→ What this task involves: Format the records as a JSON list of strings, one string per line and blank lines left out, starting at the line with "Target: blue sky" and running through the end of the records, with that line and the last line both included. Leave out all lines before it.

→ Given data:

--- BEGIN ---

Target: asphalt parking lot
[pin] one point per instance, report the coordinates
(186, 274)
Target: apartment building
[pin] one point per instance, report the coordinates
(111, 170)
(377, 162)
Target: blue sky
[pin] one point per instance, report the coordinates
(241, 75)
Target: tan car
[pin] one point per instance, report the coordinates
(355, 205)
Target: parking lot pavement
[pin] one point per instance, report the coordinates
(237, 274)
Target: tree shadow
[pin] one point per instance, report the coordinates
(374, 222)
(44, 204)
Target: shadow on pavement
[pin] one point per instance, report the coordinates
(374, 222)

--- END ---

→ Response to this task:
[
  "Target: blue sky",
  "[pin] one point per instance, report the coordinates",
  "(241, 75)",
  "Target: tan car",
  "[pin] one point per instance, report the coordinates",
  "(355, 205)",
  "Target: parking lot pavement",
  "[pin] one point per instance, report the coordinates",
  "(237, 274)",
  "Target: tree shadow",
  "[pin] one point per instance, report the coordinates",
  "(374, 222)",
  "(44, 204)",
  "Target: shadow on pavement",
  "[pin] one point per instance, report the coordinates",
  "(374, 222)"
]